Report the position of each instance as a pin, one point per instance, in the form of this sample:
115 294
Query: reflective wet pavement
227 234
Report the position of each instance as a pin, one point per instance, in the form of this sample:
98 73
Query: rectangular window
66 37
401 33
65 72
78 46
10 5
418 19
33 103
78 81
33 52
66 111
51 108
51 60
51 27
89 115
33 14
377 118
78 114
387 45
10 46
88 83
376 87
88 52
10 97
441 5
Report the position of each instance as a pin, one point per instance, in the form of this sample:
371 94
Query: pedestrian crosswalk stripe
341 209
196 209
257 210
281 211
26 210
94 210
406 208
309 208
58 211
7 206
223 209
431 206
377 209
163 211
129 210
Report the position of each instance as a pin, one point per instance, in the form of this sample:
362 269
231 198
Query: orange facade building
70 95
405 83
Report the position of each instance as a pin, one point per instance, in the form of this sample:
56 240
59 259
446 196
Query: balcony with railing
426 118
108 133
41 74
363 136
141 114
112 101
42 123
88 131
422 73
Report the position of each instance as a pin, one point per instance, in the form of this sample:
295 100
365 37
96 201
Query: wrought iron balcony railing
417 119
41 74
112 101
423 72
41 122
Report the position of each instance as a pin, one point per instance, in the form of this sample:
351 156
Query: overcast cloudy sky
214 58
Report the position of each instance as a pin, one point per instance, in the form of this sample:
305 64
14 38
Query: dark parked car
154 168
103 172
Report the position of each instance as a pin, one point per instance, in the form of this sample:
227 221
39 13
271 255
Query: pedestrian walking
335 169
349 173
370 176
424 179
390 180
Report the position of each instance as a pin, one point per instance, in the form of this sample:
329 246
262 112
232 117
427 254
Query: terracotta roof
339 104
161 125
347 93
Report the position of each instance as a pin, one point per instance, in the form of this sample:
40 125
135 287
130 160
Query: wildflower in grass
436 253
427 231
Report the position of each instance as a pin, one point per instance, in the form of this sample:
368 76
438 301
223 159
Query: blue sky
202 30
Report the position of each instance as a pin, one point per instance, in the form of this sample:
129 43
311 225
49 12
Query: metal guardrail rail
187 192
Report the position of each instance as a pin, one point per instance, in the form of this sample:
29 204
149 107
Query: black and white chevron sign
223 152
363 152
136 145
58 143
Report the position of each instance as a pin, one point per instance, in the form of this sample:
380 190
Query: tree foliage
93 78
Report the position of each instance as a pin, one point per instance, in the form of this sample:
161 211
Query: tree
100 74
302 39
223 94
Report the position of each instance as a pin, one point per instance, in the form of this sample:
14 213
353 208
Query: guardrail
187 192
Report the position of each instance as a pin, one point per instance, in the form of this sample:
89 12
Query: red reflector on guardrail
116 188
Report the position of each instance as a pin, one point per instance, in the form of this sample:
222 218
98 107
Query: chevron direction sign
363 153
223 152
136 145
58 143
□ □ □ □ □ □ □
_Exercise task:_ Return the entries in full, keeping every line exactly as it is.

_The solution:_
Report the position of each instance as a pin, one point per instance, in the form of this sample:
115 294
Query: reflective wet pavement
227 234
Report the position of each instance as a pin, one point per instance, in the form of this sample:
98 73
Query: rectangular window
66 37
401 33
65 72
78 46
10 5
418 19
33 103
78 81
33 52
66 111
51 108
51 60
51 27
89 115
33 14
377 118
78 114
387 45
10 46
88 83
376 87
88 52
10 97
441 5
Report the position of each instance as a pin, one point per instance, in the form of this sample:
371 94
Query: pedestrian crosswalk stripe
341 209
196 209
257 210
281 211
26 210
94 210
406 208
309 208
58 211
7 206
223 209
431 206
377 209
163 211
129 210
Report the position of each instance as a pin, one point per instance, in the form of this sample:
362 269
231 198
Query: orange facade building
70 95
405 83
Report the position of each instance as a pin, one point per instance, in the form of this sample:
56 240
59 259
446 196
Query: balcony with railing
426 118
108 133
41 74
363 136
141 114
112 101
42 123
88 131
422 73
Report the position of each instance as a pin, one point per instance, in the form of this sample:
295 100
365 37
96 201
Query: wrought iron balcony railing
417 119
41 74
112 101
423 72
41 122
Report the position of each instance as a pin, one point per instance, in the form of this sample:
351 156
Query: overcast cloudy sky
214 58
Report the position of each instance as a pin, one point per instance, in the form of this sample:
305 64
14 38
Query: dark parked car
154 168
103 172
Report the position of each instance as a pin, one point per instance, in the form of this sample:
227 221
39 13
271 255
Query: pedestrian walking
335 169
349 173
370 176
424 179
390 180
Report the position of each instance as a pin, one point per instance, in the form of this sample:
329 246
262 112
232 117
427 254
Query: terracotta roof
339 104
161 125
347 93
Report the position of each instance as a pin, one point per instance, in the form of this sample:
40 125
135 287
130 160
Query: wildflower in grass
436 253
427 231
Report the position of each instance as a pin, one point per instance, in the form of this sample:
368 76
438 301
223 159
Query: blue sky
202 30
Report the position of each instance as a pin, one point per instance, in the form of this sample:
129 43
311 225
49 12
Query: metal guardrail rail
187 192
Report the position of each instance as a pin, one point per instance, in the form of this sample:
29 204
149 107
Query: black and white chevron sign
223 152
363 152
136 145
58 143
Report the position of each instance as a pin, one point per instance, in the form of this sample:
380 190
Query: tree foliage
93 78
Report the position of each instance as a pin, one point per instance, in the form of this sample:
161 211
Query: tree
100 74
302 39
223 94
Report the position of each instance as a pin, one point per instance, in the form of this sample:
14 213
353 208
Query: guardrail
187 192
Report the position of each instance as a pin, one point per instance, in the form of this sample:
89 12
Query: red reflector on guardrail
116 188
Report the position of each instance as a pin, one point per instance, in the form of this sample:
222 218
98 107
Query: chevron direction sign
363 153
223 152
136 145
58 143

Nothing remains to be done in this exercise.